**PROBLEMS TO WORK ON**
1: In the pose estimation passage, retype the span that opens with "By back-propagation, the" and ends after "to faster convergence.".
2: Extend the passage on cross-modal pose estimation, beginning right after its final line.

— Start PASSAGE PROVIDED —

By back-propagation, the loss in (15) optimizes the network $E_{p}^{*}$ , as ${\tilde{B}}_{θ, α}$ and ${\tilde{B}}_{θ, β}$ are functions of $E_{p}^{*} .$ Alternatively we can use $B_{θ, β - α}$ as the target, but, in practice, using ${\tilde{B}}_{θ, β - α}$ as in (14) led to faster convergence.

For the loss in (15) to be minimized, two conditions must hold true. First, ${\tilde{B}}_{θ, β}$ must have correctly encoded the appearance and observed scenes in $B_{θ} .$ Second, ${\tilde{B}}_{θ, α}$ and ${\tilde{B}}_{θ, β}$ must have the correct translations $α$ and $β,$ respectively. By satisfying these two constraints we can ensure $E_{p}^{*}$ is able to discover the translation offset across modalities, and is compatible with pre-trained networks $E_{a}$ and $D$ for image generation.

4.3. Pose estimation

Taking the pose-aligned synthetic image ${\tilde{B}}_{θ, α}$ and the rotation-aligned range sensor image $B_{θ},$ we embed them to a joint space, where their translation offset is found by maximizing correlation on the learned embeddings. We denote the embedding network for real and synthetic images to be $H_{B}$ and $H_{\tilde{B}},$ respectively, and the learned embeddings to be $B_{θ}^{†}$ and ${\tilde{B}}_{θ, α}^{†} :$

B_{θ}^{†} = H_{B} (B_{θ}), {\tilde{B}}_{θ, α}^{†} = H_{\tilde{B}} ({\tilde{B}}_{θ, α})

(16)

— End PASSAGE PROVIDED —
— Start DATASET CONTENT —

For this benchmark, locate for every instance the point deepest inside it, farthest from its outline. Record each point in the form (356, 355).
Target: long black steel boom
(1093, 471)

— End DATASET CONTENT —

**OUTPUTS IN ORDER**
1:
By back-propagation, the loss in (15) optimizes the network $E_{p}^{*}$ , as ${\tilde{B}}_{θ, α}$ and ${\tilde{B}}_{θ, β}$ are functions of $E_{p}^{*} .$ Alternatively we can use $B_{θ, β - α}$ as the target, but, in practice, using ${\tilde{B}}_{θ, β - α}$ as in (14) led to faster convergence.

2:
The correlation maximization is a parameter-free process that requires no additional learned modules, but is differentiable allowing gradients induced by the downstream loss to propagate to upstream learned modules. In this step, we can infer $\hat{α} = {[\begin{matrix} \hat{x} & \hat{y} \end{matrix}]}^{T},$ which is our posterior estimate to the translation. Formally, this can be expressed as

\hat{α} = \underset{p \in ℝ^{2}}{argmax} {\tilde{B}}_{θ, α}^{†} ★ B_{θ}^{†}

(17)

where ${\tilde{B}}_{θ, α}^{†} ★ B_{θ}^{†}$ is the discrete cross-correlation between ${\tilde{B}}_{θ, α}^{†}$ and $B_{θ}^{†} .$ This can be performed efficiently in the Fourier domain, as is done in prior works that use a similar approach (Barnes et al., 2019; Barsan et al., 2018; Tang et al., 2020b).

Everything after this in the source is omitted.